**Task description:**
Copy the listing from the line containing "segment: white cloud" through its end, both included, and change every "ring rule" in that part to "fill rule" while leaving everything else as it is.
Start of Supplied data
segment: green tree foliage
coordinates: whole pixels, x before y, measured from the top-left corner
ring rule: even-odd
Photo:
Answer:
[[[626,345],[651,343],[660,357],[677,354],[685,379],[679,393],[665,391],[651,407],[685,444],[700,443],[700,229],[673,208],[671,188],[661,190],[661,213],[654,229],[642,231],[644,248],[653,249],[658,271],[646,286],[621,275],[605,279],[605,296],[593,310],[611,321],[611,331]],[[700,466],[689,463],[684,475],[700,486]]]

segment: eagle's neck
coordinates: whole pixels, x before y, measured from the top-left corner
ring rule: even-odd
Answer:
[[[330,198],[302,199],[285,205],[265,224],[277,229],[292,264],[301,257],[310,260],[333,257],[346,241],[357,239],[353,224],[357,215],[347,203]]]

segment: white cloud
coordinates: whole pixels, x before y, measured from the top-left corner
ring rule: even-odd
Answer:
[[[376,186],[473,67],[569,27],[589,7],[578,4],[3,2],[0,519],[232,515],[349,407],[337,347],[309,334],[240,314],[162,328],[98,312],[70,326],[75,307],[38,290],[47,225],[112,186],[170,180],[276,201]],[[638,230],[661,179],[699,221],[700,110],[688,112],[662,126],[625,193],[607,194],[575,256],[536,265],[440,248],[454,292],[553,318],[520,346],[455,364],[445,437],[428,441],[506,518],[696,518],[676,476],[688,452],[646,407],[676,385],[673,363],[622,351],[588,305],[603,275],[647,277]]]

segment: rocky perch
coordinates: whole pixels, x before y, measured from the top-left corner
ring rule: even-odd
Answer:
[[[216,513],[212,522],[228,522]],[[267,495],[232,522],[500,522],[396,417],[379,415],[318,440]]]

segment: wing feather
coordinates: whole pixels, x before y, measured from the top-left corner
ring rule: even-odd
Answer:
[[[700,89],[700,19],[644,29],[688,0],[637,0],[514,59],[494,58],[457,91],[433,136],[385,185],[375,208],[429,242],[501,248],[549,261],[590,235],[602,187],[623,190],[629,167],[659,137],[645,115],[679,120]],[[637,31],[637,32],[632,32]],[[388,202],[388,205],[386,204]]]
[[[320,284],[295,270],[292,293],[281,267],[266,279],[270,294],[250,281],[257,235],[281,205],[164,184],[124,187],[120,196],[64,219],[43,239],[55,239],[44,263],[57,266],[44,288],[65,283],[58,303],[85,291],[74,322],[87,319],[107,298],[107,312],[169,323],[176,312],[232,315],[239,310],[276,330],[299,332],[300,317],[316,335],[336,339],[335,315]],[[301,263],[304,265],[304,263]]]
End of Supplied data
**Written response:**
segment: white cloud
coordinates: whole pixels, x before y, measured from the top-left corner
fill rule: even-odd
Answer:
[[[376,186],[473,67],[569,27],[589,7],[578,4],[3,2],[0,519],[232,515],[349,407],[337,347],[309,334],[240,314],[162,328],[98,312],[70,326],[75,307],[38,290],[47,225],[112,186],[170,180],[276,201]],[[638,230],[661,179],[699,221],[700,110],[688,112],[662,126],[625,193],[607,194],[575,256],[536,265],[440,248],[454,292],[553,318],[520,346],[455,364],[445,437],[428,441],[506,518],[696,518],[676,476],[688,452],[646,407],[676,385],[673,363],[622,351],[588,305],[603,275],[647,277]]]

segment: rocky perch
coordinates: whole pixels, x before y, measured from the top-left corner
fill rule: even-odd
Answer:
[[[216,513],[212,522],[228,522]],[[267,495],[232,522],[500,522],[396,417],[379,415],[318,440]]]

segment: wing feather
coordinates: whole pixels, x before y, measured from the top-left corner
fill rule: even-odd
Answer:
[[[700,89],[700,19],[644,29],[688,0],[637,0],[514,59],[494,58],[457,91],[433,136],[385,185],[375,208],[429,242],[501,248],[549,261],[590,235],[602,187],[623,190],[629,167],[659,137],[645,115],[679,120]],[[637,31],[637,32],[632,32]],[[388,202],[388,205],[386,204]]]
[[[320,284],[295,270],[292,293],[281,267],[266,279],[270,294],[250,281],[257,235],[281,205],[164,184],[124,187],[120,196],[64,219],[43,239],[55,239],[44,263],[57,266],[44,288],[65,283],[58,303],[85,291],[74,322],[87,319],[107,298],[107,312],[169,323],[176,312],[232,315],[239,310],[276,330],[299,332],[300,317],[316,335],[336,339],[335,315]],[[301,263],[304,265],[304,263]]]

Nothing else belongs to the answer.